Entries for labeling locations in images:
◆ ◆ ◆ ◆

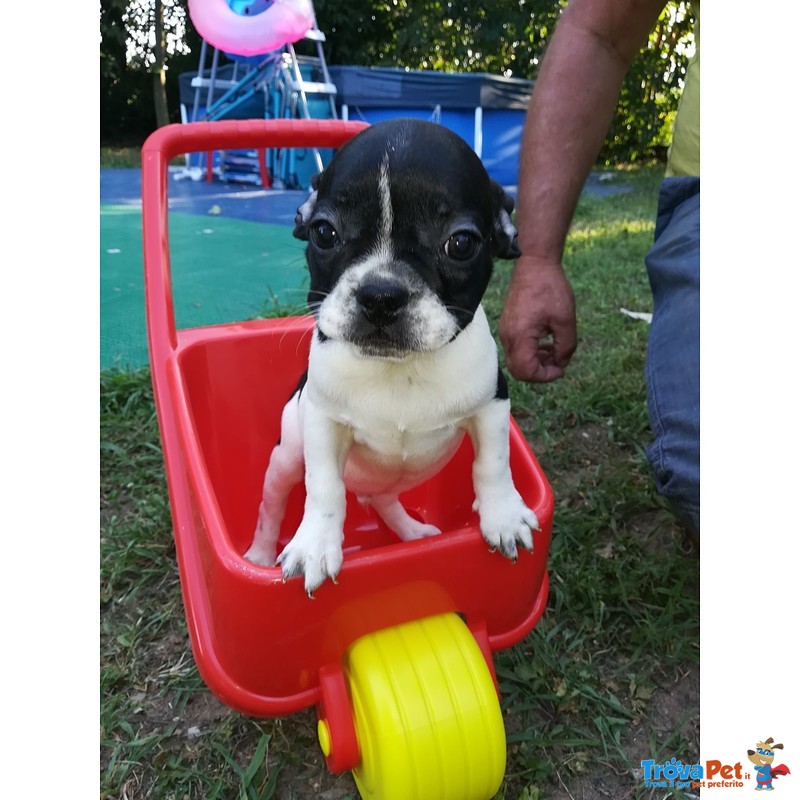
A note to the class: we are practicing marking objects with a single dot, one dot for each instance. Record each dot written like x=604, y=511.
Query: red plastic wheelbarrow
x=396, y=657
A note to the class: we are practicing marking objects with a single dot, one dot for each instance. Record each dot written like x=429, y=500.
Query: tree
x=146, y=43
x=140, y=39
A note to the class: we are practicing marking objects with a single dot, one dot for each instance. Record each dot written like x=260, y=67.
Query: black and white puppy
x=402, y=229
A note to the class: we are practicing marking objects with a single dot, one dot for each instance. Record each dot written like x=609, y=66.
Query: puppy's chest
x=401, y=421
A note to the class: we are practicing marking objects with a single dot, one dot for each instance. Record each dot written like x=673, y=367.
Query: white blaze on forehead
x=385, y=199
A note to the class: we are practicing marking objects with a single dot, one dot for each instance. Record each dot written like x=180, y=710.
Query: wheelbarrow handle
x=173, y=140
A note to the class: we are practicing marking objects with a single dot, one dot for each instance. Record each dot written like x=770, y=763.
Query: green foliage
x=507, y=37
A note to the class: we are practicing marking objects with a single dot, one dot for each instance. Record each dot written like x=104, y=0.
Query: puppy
x=402, y=229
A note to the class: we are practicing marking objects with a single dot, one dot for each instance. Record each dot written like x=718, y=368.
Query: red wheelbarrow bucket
x=260, y=644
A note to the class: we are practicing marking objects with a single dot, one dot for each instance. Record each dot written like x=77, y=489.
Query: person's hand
x=537, y=326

◆ ◆ ◆ ◆

WHAT TO DO: Rewrite every line of the rows above as a numbered list, leaving out blank lines. Omit the pictures from your answer.

RESPONSE TO THIS EXERCISE:
1. A note to the class: we are practicing marking objects with a single dot, one dot for each instance. Record each dot written like x=604, y=511.
2. Query: red plastic wheelbarrow
3. x=396, y=657
4. A note to the class: we are practicing marking objects with a single dot, one dot for each instance. Record each dot written like x=429, y=500.
5. Query: tree
6. x=146, y=43
7. x=140, y=39
8. A note to the class: we are practicing marking objects with a single dot, one dot for each instance. Record each dot written like x=260, y=67.
9. Query: black and white puppy
10. x=402, y=229
11. A note to the class: we are practicing marking objects with a single dot, one dot for each instance. Record each dot written like x=609, y=66.
12. Query: puppy's chest
13. x=401, y=421
14. A note to the class: we are practicing marking objects with a single dot, one dot for each instance. Record each dot written like x=673, y=367.
15. Query: white blaze on forehead
16. x=385, y=199
17. A note to the class: we are practicing marking objects with a single dot, one dot for each instance. Record each dot written like x=180, y=710.
18. Query: wheelbarrow handle
19. x=173, y=140
20. A note to the class: we are practicing marking objects with a single dot, one dot for each instance. Record each dot written like x=770, y=763.
21. Query: green foliage
22. x=507, y=37
23. A note to the class: we are practicing marking objects with a single dot, one dot for each instance. Record each dot written like x=104, y=0.
24. Query: puppy
25. x=402, y=229
26. A note to the class: we are practicing marking objects with a single dot, one dot for each instance. Record each dot written like x=718, y=368.
27. Query: red wheelbarrow bucket
28. x=260, y=644
29. A note to the class: we are practicing marking objects with a single dot, one dot for each instance. Record each dot written like x=77, y=489.
30. Query: person's hand
31. x=537, y=326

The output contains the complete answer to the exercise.